#### Written task:
Copy the lines below without any change, starting at the first line and ending at the line that contains "[270,210,532,349]".

(Dataset excerpt)
══════

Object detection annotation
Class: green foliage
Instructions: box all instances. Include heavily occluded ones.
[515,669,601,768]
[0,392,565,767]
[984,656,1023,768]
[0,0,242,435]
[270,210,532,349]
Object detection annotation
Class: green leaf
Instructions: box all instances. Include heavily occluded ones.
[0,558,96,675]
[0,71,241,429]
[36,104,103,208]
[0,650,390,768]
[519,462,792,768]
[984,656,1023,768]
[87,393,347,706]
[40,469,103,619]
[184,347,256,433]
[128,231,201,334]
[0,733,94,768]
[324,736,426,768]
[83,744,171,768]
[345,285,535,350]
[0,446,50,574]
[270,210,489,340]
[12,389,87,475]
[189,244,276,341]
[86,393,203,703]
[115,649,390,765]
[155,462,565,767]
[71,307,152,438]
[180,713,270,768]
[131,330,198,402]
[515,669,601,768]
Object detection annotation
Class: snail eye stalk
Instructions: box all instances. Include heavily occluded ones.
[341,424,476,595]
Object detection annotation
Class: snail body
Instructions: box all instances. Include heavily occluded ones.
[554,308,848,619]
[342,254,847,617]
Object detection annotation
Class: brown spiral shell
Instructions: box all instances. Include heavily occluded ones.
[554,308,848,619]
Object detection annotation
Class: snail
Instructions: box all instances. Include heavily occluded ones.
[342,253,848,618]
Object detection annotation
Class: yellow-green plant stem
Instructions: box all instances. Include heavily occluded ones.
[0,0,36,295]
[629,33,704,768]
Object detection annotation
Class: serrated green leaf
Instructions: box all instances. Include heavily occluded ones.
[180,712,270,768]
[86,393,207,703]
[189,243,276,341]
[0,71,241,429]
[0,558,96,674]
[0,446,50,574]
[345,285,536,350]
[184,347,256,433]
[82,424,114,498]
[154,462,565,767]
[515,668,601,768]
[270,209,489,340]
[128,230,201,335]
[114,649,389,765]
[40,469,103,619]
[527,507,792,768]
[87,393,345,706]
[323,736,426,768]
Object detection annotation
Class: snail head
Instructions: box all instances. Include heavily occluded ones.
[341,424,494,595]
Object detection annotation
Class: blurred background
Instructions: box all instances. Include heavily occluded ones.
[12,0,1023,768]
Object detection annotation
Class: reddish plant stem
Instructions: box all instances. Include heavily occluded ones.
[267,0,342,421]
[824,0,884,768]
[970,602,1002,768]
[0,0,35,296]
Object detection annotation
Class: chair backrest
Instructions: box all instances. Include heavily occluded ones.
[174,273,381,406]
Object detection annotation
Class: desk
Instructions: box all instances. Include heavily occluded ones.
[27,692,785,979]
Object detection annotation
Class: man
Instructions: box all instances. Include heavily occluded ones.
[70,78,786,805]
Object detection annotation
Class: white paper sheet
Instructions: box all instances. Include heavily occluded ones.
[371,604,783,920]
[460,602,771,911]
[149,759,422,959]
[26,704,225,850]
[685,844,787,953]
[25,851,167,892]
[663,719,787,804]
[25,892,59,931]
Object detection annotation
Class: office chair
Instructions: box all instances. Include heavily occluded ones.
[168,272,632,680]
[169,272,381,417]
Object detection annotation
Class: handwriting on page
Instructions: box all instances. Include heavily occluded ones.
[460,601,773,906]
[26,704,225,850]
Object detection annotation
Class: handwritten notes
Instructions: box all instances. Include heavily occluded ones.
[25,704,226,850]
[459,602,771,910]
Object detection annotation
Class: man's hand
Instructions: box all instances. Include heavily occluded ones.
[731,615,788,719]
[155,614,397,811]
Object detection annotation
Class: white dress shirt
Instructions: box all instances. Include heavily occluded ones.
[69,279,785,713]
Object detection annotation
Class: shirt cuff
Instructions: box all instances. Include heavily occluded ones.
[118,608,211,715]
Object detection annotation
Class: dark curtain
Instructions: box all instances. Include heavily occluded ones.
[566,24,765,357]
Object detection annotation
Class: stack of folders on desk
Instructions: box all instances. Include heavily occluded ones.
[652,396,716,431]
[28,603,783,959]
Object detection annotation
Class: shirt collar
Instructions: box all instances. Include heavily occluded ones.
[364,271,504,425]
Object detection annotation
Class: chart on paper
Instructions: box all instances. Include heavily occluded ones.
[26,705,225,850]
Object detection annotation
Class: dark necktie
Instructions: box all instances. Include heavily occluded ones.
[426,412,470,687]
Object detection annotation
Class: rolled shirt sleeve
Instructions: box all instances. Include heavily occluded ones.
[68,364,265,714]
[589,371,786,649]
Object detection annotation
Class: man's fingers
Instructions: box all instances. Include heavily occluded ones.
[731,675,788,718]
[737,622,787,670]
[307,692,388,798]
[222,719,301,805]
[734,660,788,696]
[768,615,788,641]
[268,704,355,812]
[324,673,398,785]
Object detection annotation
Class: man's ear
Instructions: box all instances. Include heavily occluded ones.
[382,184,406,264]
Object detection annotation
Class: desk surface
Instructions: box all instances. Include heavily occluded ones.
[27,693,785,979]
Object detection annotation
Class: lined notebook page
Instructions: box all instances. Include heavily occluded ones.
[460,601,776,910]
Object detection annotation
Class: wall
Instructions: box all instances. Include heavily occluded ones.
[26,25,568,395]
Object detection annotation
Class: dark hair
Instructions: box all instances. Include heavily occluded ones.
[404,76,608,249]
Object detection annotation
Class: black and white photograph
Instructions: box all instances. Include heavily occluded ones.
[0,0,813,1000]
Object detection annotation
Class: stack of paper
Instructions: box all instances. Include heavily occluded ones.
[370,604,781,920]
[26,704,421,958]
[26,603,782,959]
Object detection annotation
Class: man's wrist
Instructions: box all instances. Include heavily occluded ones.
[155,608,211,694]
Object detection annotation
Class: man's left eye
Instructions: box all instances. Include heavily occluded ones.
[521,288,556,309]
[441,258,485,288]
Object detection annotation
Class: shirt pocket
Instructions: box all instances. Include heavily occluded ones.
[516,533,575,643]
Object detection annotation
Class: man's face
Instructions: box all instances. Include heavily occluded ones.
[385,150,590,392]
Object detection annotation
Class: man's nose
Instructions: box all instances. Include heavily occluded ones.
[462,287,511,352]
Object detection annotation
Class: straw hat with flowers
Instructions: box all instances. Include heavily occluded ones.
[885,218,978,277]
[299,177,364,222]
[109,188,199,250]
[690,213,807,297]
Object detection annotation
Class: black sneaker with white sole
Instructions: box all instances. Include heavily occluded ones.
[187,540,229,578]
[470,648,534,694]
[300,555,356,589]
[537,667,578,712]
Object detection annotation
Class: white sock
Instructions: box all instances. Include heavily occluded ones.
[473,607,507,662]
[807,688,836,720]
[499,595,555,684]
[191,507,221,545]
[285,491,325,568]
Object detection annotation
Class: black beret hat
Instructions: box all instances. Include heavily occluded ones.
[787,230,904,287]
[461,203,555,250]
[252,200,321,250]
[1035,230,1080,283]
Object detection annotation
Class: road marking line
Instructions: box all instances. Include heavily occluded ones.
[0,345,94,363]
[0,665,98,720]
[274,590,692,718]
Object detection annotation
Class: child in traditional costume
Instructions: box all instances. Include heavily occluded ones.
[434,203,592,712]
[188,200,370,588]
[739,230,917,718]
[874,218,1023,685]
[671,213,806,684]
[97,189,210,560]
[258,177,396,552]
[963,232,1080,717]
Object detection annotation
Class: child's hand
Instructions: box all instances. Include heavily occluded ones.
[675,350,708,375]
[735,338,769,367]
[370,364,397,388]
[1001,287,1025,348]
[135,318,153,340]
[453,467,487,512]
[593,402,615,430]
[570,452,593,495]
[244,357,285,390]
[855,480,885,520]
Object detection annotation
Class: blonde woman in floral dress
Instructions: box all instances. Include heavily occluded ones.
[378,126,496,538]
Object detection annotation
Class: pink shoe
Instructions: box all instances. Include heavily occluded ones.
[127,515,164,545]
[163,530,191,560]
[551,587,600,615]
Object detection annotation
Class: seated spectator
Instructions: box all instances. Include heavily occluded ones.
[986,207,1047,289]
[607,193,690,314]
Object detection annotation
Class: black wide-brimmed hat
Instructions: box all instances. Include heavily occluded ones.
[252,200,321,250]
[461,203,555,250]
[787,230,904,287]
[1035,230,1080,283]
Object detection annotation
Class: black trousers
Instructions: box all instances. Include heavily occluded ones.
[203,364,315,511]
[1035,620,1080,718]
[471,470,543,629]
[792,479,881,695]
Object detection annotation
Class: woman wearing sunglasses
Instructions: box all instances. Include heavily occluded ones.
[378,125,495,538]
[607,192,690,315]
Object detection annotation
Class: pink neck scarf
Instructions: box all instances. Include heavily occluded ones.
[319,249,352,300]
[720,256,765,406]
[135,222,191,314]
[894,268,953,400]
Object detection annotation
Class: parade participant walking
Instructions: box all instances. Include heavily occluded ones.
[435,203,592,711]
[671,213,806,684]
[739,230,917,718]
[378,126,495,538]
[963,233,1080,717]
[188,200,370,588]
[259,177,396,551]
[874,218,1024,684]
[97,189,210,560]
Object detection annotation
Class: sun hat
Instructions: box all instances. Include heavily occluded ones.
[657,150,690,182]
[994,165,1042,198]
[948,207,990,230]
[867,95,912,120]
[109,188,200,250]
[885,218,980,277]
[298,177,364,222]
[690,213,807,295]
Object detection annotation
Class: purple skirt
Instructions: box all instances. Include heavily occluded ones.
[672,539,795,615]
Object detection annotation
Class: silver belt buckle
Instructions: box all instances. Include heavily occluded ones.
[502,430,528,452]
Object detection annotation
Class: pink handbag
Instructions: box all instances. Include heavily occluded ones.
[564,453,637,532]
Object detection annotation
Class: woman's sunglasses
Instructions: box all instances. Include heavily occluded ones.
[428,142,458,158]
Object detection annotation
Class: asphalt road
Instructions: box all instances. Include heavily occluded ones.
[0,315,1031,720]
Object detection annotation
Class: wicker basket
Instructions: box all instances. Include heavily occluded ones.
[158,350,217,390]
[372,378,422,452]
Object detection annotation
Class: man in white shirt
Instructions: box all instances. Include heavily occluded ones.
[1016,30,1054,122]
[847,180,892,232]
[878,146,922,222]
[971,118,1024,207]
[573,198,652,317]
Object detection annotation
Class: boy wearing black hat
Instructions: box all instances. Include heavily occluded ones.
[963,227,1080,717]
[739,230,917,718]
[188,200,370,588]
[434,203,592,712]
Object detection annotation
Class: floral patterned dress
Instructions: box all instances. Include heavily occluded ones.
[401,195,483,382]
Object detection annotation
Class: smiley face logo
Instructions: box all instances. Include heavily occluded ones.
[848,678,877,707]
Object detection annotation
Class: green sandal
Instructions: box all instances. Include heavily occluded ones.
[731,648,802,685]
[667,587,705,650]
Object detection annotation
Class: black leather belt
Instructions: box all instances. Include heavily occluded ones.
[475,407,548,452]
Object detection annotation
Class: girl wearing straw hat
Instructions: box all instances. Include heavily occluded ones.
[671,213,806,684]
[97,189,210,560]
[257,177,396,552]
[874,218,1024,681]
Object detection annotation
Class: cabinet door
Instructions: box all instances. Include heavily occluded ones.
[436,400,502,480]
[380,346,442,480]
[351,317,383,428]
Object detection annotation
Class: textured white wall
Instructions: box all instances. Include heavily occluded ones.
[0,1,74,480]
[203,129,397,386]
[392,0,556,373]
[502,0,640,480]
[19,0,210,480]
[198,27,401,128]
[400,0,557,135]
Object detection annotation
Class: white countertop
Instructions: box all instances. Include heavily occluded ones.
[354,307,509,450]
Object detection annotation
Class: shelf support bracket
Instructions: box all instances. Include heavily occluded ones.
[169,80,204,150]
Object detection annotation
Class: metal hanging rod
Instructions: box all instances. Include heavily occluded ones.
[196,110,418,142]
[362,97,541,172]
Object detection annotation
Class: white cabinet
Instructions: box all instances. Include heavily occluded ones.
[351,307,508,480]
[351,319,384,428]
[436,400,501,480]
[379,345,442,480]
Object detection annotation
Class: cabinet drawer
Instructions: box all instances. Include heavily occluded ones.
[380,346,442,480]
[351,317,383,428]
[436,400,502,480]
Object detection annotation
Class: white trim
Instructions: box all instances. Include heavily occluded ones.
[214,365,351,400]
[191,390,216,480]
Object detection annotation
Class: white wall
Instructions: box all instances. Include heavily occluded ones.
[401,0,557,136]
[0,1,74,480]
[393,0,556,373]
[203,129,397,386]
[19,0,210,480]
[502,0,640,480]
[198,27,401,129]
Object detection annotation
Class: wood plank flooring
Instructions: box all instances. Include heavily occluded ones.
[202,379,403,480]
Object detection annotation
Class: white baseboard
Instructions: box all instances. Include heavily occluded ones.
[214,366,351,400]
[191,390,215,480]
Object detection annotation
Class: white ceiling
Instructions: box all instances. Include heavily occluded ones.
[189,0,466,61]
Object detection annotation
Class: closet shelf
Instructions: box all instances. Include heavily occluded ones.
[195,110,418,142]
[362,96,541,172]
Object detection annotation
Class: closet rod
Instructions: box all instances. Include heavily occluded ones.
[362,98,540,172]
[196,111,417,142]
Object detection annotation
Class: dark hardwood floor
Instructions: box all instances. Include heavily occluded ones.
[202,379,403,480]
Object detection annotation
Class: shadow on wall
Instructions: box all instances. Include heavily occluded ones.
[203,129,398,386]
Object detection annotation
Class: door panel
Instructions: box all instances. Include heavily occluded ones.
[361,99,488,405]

══════

#### The reply:
Object detection annotation
Class: green foliage
Instructions: box all instances. Include heavily occluded ones.
[515,669,601,768]
[0,392,565,767]
[984,656,1023,768]
[0,0,242,435]
[270,210,532,349]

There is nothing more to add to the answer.